Directions =
Each line below from the line with "target | purple-lit building" to the line with "sample | (5,67)" must be copied exactly, including those two, and no picture may appear in the copy.

Records for the exercise =
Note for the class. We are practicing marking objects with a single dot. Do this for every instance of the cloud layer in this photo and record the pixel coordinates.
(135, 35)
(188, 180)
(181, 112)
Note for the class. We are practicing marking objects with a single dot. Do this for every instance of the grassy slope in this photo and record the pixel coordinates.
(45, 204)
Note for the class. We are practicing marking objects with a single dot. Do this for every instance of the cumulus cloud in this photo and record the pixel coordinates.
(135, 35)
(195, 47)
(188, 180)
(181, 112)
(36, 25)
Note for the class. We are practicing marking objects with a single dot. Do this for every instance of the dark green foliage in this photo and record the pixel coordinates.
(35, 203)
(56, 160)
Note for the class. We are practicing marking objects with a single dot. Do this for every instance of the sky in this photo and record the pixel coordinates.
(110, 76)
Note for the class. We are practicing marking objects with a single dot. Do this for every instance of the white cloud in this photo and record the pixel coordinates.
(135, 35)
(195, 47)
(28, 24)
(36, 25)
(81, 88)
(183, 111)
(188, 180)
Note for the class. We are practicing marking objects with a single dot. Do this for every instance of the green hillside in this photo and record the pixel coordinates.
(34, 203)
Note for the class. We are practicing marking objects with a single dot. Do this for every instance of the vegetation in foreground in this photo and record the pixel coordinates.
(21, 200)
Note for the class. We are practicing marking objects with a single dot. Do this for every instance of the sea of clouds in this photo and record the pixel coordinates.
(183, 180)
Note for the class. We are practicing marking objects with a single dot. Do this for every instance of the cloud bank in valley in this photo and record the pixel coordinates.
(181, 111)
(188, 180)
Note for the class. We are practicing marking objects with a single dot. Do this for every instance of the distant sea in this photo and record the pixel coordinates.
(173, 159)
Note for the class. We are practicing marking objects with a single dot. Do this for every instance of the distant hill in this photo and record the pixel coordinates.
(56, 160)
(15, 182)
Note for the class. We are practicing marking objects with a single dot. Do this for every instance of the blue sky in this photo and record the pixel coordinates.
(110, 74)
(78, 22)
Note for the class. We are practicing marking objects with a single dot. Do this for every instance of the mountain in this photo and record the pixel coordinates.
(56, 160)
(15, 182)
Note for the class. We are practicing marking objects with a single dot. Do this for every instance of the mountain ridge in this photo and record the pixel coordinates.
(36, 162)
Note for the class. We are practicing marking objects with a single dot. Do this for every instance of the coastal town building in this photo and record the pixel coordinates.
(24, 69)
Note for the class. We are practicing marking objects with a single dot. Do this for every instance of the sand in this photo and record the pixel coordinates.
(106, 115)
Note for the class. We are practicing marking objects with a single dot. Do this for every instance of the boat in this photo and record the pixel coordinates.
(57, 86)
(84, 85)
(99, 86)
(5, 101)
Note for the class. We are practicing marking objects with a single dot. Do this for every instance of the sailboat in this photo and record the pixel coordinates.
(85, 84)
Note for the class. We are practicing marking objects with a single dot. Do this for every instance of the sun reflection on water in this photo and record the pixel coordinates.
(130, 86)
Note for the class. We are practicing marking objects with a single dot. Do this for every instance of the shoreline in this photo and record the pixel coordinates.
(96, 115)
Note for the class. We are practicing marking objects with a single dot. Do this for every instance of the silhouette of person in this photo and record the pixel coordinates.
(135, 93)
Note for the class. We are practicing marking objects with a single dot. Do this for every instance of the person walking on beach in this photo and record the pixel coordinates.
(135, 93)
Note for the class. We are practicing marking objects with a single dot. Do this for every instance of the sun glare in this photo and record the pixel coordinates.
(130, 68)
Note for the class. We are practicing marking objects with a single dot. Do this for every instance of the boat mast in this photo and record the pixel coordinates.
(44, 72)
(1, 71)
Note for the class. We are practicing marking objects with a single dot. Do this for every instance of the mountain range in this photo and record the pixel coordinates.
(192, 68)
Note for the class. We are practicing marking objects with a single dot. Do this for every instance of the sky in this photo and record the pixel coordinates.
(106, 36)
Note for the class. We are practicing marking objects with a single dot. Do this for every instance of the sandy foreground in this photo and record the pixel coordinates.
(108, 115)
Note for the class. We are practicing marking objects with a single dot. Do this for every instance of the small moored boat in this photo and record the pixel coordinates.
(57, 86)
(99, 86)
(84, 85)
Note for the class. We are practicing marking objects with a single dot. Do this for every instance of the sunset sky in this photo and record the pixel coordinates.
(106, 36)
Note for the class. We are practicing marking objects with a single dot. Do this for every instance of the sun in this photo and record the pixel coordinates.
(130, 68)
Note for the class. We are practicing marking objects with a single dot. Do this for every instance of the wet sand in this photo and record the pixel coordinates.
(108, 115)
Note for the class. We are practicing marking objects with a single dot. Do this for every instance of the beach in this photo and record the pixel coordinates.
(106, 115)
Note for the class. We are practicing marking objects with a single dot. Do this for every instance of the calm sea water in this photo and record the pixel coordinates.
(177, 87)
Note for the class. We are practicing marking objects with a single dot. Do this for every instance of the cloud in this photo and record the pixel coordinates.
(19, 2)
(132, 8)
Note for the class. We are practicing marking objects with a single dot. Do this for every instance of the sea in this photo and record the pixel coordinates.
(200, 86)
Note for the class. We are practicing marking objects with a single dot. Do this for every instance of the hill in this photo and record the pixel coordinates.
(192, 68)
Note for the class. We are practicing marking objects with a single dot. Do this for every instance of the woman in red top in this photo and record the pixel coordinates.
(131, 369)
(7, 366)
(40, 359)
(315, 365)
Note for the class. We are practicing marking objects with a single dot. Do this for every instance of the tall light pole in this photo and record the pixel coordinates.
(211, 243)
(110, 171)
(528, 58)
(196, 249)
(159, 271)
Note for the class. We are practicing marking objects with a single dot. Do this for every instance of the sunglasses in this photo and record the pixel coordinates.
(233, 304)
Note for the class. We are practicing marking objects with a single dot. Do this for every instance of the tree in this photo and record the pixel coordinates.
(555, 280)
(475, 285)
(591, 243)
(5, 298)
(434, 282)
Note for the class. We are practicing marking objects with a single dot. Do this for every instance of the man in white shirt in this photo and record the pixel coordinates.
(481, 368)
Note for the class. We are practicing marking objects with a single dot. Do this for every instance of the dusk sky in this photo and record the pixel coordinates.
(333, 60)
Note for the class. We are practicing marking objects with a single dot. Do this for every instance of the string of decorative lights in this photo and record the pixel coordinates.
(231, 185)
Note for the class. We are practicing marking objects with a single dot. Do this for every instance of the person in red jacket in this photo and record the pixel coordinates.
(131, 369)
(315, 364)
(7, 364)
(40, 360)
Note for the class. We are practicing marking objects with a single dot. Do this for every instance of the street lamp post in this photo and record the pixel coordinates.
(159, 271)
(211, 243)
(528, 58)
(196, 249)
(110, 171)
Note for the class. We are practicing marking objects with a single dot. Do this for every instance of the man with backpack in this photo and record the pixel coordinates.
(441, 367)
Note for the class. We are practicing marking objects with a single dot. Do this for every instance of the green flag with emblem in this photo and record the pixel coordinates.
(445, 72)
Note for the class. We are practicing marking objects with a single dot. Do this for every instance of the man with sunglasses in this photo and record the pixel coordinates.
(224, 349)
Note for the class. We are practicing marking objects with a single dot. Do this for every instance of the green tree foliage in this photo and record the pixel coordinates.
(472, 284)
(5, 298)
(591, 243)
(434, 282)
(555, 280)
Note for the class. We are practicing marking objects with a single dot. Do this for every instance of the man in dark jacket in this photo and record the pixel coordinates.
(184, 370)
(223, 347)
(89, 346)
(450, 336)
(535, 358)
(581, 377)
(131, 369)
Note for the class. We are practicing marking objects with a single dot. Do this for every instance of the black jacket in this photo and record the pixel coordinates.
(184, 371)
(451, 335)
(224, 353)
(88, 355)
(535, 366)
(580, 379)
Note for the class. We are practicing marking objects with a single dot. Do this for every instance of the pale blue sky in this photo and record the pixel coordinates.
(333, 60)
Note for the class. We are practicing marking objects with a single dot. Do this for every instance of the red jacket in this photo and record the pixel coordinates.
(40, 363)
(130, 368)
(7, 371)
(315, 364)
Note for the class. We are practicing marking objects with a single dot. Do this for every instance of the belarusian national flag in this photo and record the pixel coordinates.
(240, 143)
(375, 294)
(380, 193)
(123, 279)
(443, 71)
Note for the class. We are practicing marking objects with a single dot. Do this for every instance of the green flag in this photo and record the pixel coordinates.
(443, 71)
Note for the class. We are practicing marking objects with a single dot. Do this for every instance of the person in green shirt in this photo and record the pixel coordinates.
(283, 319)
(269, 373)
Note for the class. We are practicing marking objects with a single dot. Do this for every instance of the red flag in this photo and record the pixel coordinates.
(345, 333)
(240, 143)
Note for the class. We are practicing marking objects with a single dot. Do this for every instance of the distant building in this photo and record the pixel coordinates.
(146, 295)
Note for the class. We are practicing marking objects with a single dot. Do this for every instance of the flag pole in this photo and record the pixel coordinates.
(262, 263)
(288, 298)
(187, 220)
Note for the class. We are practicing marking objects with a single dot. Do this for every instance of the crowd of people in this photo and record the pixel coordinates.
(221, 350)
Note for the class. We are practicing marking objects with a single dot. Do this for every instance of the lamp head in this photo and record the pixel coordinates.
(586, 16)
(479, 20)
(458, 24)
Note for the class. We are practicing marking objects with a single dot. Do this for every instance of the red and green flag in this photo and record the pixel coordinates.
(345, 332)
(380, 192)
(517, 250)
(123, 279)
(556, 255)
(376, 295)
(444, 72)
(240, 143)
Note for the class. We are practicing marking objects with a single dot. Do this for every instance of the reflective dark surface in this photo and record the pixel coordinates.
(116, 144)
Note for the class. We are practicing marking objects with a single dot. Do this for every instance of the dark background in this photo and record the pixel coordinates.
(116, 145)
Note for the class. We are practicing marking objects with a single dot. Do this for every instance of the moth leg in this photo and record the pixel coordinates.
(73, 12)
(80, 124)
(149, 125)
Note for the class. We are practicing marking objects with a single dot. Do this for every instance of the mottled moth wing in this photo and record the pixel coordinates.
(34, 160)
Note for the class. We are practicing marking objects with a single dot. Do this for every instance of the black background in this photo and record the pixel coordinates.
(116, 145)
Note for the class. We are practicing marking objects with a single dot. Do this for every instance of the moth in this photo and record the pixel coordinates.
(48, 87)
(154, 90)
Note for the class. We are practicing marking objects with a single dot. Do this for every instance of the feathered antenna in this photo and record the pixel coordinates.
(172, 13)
...
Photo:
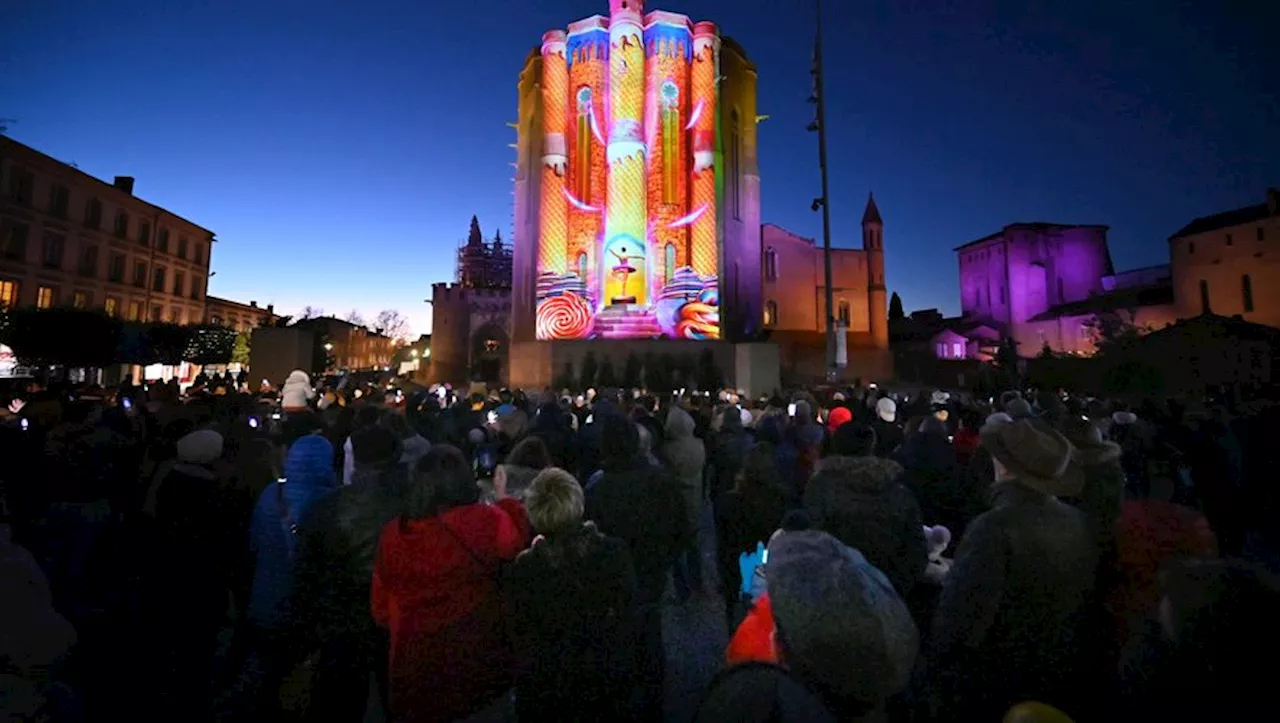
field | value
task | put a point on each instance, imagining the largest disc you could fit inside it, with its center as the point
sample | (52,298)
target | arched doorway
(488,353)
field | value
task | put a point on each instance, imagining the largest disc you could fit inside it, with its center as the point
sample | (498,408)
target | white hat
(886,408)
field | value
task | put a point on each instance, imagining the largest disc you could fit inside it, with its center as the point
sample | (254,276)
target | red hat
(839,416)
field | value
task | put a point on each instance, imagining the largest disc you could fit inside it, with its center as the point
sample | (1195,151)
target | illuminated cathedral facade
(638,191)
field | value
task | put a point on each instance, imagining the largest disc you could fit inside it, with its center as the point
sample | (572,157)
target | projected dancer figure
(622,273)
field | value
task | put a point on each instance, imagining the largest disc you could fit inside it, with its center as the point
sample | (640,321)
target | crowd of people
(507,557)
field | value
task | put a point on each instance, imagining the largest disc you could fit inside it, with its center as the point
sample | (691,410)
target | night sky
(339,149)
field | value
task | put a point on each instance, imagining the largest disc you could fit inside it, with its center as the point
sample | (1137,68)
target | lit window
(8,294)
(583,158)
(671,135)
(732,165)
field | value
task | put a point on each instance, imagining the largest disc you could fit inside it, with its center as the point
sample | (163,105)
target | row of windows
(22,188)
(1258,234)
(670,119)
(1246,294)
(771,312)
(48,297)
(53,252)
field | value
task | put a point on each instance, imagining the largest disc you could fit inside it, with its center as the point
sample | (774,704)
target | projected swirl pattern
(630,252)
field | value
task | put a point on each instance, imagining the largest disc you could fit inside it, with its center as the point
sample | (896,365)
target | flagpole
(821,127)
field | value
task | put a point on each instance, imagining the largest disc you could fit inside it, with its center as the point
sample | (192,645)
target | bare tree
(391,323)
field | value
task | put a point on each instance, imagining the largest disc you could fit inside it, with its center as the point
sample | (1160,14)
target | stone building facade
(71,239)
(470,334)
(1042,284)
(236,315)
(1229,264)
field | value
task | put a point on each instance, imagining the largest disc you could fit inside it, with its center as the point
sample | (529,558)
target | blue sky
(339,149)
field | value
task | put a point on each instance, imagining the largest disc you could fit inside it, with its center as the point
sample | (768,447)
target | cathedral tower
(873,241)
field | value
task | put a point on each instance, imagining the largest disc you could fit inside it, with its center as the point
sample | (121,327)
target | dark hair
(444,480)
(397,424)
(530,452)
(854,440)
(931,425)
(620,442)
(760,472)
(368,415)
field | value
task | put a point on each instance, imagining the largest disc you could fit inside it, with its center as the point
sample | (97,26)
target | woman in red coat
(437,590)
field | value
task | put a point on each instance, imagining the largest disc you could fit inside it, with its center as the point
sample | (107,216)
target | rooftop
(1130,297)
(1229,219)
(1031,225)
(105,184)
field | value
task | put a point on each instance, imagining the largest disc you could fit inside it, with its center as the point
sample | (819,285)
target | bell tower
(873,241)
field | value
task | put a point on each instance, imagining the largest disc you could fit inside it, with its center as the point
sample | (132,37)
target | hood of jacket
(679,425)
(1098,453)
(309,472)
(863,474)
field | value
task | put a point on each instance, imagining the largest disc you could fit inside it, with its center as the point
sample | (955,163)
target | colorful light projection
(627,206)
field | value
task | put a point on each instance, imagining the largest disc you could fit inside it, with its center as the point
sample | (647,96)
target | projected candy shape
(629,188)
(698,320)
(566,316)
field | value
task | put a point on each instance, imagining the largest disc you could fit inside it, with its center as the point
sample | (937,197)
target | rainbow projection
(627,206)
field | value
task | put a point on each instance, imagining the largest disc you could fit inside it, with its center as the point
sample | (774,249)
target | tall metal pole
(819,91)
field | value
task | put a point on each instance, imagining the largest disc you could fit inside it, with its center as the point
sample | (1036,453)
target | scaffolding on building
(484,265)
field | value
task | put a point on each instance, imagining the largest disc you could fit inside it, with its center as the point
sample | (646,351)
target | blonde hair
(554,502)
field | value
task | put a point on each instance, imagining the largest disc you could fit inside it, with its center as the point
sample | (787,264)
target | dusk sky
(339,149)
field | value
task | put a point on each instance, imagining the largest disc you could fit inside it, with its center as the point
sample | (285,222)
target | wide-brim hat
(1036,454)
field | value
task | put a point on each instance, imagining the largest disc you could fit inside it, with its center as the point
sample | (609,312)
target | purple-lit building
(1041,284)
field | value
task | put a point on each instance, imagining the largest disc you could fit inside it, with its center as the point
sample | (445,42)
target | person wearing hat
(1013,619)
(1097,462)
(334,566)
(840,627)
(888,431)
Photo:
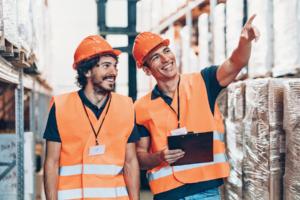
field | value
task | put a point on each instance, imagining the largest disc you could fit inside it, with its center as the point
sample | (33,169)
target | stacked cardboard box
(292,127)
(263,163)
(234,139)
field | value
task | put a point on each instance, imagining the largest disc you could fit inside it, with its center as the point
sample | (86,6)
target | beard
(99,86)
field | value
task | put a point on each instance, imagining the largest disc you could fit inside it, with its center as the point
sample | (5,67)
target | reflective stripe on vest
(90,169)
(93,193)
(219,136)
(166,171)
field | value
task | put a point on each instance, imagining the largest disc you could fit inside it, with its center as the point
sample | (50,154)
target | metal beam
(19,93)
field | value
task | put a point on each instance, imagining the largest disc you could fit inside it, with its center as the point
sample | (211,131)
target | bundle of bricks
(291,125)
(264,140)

Answer space =
target | purple-lit building
(1041,284)
field | value
task | put a point on each instance, imagining the largest disc you could fit inside it, with its center as the point
sample | (445,42)
target | person wearing hat
(1013,619)
(1097,462)
(334,566)
(840,627)
(888,431)
Photo:
field | value
task | put a point on each instance, imagining the largest disc you could fit inside it, with its center as the point
sample | (33,169)
target | stacked cardboard box
(292,127)
(263,163)
(234,139)
field | value
task | put a point on each instance, imagining the largest disc you could fit inside it, with its center as the point
sample | (86,6)
target | beard
(99,86)
field | value
task | put a point on each instance, imagining the largest disc you could fit inside it, with its center as the point
sample | (5,67)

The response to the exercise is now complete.